DESCRIPTION OF THE TASK: Reproduce each of the following records word for word, leaving out the pictures.

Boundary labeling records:

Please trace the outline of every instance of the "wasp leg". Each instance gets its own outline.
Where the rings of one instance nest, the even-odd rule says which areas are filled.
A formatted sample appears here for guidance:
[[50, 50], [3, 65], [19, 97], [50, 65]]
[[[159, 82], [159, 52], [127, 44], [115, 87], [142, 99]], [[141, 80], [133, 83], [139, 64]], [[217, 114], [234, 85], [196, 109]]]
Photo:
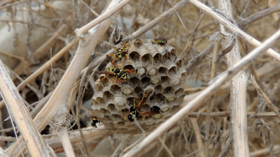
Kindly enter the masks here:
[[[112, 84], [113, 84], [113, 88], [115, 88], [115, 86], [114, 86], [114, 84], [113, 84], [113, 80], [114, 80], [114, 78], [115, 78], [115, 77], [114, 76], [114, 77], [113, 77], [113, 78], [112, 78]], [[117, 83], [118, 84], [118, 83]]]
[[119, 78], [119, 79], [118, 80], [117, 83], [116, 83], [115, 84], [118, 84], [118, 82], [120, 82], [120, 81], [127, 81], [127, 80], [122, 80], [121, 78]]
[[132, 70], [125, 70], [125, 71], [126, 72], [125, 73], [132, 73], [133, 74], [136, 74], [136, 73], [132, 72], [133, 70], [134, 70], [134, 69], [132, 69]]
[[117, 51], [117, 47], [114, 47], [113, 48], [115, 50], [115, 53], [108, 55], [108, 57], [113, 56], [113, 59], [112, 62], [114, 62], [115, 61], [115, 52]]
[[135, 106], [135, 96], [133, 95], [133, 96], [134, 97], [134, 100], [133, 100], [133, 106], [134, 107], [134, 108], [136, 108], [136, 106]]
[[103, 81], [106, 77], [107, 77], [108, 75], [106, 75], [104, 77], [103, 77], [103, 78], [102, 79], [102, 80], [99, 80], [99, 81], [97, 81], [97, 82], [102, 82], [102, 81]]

RESULT BELOW:
Please trace the outline of every instance of the "wasp leg". Each instance gets its own outline.
Where the rings of one instance nest, the even-odd rule says which areas are filled.
A formatted sample appears here for guidance:
[[50, 50], [3, 65], [19, 97], [50, 65]]
[[[159, 82], [159, 52], [127, 44], [115, 87], [142, 99]], [[141, 80], [133, 83], [139, 64]], [[217, 114], [234, 85], [196, 109]]]
Photo:
Kindly enter the masks here:
[[[112, 84], [113, 84], [113, 88], [115, 88], [115, 86], [114, 86], [114, 84], [113, 84], [113, 80], [114, 80], [114, 78], [115, 78], [115, 77], [114, 76], [114, 77], [113, 77], [113, 78], [112, 78]], [[117, 83], [118, 84], [118, 83]]]
[[119, 78], [119, 79], [118, 80], [117, 83], [116, 83], [115, 84], [118, 84], [118, 82], [120, 82], [120, 81], [127, 81], [127, 80], [122, 80], [121, 78]]
[[132, 70], [125, 70], [125, 71], [126, 72], [125, 73], [132, 73], [133, 74], [136, 74], [136, 73], [132, 72], [133, 70], [134, 70], [134, 69], [132, 69]]
[[117, 51], [117, 47], [114, 47], [113, 48], [115, 50], [115, 53], [108, 55], [108, 57], [113, 56], [113, 59], [112, 62], [114, 62], [115, 61], [115, 52]]
[[135, 106], [135, 96], [133, 95], [133, 96], [134, 97], [134, 100], [133, 100], [133, 106], [134, 107], [134, 108], [136, 108], [136, 106]]
[[103, 81], [106, 77], [107, 77], [108, 75], [106, 75], [104, 77], [103, 77], [103, 78], [102, 79], [102, 80], [99, 80], [99, 81], [97, 81], [97, 82], [102, 82], [102, 81]]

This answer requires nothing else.